• _Task statement_: Reproduce word for word the stretch of the records from the line containing "# Outline the region of every instance of the brown" through the line containing "POLYGON ((1150 650, 710", including both of those lines.

• _The records_:
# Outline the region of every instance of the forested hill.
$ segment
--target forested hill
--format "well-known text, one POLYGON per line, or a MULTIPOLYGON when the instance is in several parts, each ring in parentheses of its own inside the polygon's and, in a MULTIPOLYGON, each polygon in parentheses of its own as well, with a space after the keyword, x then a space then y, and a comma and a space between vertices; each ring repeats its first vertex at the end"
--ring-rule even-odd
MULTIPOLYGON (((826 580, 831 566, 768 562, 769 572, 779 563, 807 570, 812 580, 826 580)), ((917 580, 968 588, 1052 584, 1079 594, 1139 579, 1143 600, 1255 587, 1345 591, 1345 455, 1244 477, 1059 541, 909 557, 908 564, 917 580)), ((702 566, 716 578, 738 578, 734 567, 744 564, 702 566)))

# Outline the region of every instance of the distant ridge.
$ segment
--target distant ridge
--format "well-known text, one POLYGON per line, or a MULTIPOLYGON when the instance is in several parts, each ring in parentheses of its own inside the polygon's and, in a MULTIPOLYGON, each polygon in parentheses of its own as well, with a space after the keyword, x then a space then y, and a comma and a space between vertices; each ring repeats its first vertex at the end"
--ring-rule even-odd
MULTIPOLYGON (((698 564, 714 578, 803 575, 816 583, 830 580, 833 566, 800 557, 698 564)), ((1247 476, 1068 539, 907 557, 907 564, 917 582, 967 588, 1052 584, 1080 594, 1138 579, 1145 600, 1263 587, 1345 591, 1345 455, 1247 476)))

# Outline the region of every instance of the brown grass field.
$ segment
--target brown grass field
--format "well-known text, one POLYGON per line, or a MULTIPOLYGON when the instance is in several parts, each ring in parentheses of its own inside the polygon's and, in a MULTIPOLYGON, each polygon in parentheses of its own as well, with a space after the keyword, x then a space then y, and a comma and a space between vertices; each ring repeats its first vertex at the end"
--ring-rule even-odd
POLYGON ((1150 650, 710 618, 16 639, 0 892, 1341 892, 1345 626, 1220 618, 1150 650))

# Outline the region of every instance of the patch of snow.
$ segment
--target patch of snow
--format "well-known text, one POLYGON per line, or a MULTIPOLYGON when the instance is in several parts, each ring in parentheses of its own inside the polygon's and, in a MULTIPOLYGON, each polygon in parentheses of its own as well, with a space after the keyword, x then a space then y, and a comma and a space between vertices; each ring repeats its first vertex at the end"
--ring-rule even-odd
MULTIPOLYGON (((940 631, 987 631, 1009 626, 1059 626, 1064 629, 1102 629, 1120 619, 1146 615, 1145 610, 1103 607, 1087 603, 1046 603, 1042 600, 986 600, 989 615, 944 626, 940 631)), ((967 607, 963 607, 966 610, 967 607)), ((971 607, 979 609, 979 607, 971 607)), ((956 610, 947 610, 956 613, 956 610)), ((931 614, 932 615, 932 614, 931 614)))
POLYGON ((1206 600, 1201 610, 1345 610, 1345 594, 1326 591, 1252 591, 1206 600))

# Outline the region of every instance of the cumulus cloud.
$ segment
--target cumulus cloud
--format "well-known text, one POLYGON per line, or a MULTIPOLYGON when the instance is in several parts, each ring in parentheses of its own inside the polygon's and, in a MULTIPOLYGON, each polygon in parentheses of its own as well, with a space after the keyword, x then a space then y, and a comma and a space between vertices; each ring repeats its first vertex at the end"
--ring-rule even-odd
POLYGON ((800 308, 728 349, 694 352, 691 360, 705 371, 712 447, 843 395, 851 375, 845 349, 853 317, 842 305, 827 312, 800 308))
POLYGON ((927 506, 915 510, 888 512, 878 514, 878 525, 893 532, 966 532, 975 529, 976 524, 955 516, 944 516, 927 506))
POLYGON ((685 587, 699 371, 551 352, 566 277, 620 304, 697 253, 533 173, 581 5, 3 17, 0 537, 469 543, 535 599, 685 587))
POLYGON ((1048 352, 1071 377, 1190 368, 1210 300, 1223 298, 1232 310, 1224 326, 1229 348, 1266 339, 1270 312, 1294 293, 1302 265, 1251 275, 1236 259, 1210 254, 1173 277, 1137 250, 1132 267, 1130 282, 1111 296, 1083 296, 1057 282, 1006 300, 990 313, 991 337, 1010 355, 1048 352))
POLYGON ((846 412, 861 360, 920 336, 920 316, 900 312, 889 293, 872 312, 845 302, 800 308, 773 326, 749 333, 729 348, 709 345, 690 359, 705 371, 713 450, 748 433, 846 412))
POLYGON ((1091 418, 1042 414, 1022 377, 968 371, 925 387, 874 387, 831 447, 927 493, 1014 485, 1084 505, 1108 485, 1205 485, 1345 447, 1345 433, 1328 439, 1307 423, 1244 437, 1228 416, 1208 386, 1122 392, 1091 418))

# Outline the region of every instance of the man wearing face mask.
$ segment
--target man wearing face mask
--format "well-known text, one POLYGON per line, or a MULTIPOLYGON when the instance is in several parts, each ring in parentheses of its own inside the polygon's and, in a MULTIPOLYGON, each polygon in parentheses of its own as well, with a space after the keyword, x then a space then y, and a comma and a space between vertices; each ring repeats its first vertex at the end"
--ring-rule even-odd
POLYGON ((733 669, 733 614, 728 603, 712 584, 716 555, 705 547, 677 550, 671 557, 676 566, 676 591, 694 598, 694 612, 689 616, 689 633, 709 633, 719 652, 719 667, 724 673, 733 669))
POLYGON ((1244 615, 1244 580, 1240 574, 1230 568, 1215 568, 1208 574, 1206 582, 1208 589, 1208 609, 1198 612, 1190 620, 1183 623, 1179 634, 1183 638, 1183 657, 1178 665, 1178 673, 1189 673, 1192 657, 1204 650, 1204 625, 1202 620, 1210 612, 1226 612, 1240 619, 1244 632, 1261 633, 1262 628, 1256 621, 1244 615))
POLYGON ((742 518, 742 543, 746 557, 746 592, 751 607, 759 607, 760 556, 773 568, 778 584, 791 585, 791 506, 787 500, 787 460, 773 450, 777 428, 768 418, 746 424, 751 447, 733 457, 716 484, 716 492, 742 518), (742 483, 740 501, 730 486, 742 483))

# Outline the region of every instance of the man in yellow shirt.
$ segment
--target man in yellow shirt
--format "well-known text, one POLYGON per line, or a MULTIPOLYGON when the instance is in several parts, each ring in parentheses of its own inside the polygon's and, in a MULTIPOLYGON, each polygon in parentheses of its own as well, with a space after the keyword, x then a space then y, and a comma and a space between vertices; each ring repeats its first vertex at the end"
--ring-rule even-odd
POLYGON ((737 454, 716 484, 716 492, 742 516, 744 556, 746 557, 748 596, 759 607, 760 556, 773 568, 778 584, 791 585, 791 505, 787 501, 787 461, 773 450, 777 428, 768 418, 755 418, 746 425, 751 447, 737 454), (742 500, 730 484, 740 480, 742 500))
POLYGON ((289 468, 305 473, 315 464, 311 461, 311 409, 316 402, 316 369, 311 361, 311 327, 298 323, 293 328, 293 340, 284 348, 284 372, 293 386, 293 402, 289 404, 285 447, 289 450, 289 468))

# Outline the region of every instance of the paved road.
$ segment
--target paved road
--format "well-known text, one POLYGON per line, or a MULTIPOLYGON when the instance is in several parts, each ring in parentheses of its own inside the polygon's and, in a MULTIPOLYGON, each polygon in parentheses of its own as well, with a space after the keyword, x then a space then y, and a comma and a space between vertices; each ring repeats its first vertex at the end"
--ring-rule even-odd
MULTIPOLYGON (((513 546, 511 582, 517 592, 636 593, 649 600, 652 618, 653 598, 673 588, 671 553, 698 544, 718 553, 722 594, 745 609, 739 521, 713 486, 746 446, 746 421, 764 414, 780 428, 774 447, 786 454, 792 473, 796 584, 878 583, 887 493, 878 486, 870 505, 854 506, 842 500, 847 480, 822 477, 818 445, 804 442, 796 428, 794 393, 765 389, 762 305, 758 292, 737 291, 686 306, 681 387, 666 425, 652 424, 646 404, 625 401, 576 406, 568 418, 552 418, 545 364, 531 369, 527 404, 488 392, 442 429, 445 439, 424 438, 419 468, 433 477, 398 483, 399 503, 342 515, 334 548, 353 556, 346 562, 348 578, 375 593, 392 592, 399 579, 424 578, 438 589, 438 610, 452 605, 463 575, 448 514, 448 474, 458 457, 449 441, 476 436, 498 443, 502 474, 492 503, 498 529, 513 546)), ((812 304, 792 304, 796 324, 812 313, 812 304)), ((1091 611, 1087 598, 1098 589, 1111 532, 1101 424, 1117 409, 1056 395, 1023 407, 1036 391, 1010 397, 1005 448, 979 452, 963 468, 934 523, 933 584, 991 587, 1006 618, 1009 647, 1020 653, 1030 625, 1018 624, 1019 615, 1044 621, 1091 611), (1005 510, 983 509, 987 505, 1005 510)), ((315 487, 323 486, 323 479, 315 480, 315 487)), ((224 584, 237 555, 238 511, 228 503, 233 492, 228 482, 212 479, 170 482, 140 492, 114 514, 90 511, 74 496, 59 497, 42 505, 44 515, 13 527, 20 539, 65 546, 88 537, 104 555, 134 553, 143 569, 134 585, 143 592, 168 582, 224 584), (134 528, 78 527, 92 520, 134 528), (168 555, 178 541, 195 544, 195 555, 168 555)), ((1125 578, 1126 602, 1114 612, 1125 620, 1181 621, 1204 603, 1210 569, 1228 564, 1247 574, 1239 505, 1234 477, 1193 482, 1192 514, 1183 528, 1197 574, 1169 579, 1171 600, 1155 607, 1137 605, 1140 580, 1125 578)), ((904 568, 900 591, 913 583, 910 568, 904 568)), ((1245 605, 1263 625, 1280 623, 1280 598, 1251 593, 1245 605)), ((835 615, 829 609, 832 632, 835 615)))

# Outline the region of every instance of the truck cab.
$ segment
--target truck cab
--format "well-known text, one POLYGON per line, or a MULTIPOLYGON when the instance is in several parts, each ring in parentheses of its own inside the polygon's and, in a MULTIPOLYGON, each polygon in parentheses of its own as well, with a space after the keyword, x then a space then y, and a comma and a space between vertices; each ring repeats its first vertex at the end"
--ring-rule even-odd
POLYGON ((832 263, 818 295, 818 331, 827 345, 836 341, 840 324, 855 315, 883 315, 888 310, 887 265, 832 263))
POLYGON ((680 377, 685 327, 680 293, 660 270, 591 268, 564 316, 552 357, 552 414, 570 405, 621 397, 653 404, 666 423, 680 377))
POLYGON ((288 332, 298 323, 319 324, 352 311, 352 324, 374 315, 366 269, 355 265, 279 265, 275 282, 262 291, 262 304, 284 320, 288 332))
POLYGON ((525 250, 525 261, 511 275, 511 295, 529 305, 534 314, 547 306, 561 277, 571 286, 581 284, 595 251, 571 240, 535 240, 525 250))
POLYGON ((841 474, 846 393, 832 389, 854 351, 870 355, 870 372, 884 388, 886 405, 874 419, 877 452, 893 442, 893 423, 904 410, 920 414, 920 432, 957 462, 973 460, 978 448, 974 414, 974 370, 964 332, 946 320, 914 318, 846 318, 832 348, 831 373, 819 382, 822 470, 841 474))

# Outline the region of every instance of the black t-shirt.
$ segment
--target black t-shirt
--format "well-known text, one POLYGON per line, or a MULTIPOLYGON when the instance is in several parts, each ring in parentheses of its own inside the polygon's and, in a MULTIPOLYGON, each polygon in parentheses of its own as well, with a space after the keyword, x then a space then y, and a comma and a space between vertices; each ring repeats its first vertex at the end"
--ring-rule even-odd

• _Reply_:
# Outline the region of every instance of the brown grass field.
$ segment
--target brown grass field
--format "well-known text, one POLYGON per line, or a MULTIPOLYGON when the instance is in several parts, each ring in parentheses of its own inside the polygon's and, in a MULTIPOLYGON, each polygon in parentheses of its own as well, with a space after the keyword, x then a space then y, and a comma and a space between vertices; each ring repeats its first vertex at the end"
--ring-rule even-odd
POLYGON ((1150 650, 710 618, 16 639, 0 892, 1341 892, 1345 626, 1220 618, 1150 650))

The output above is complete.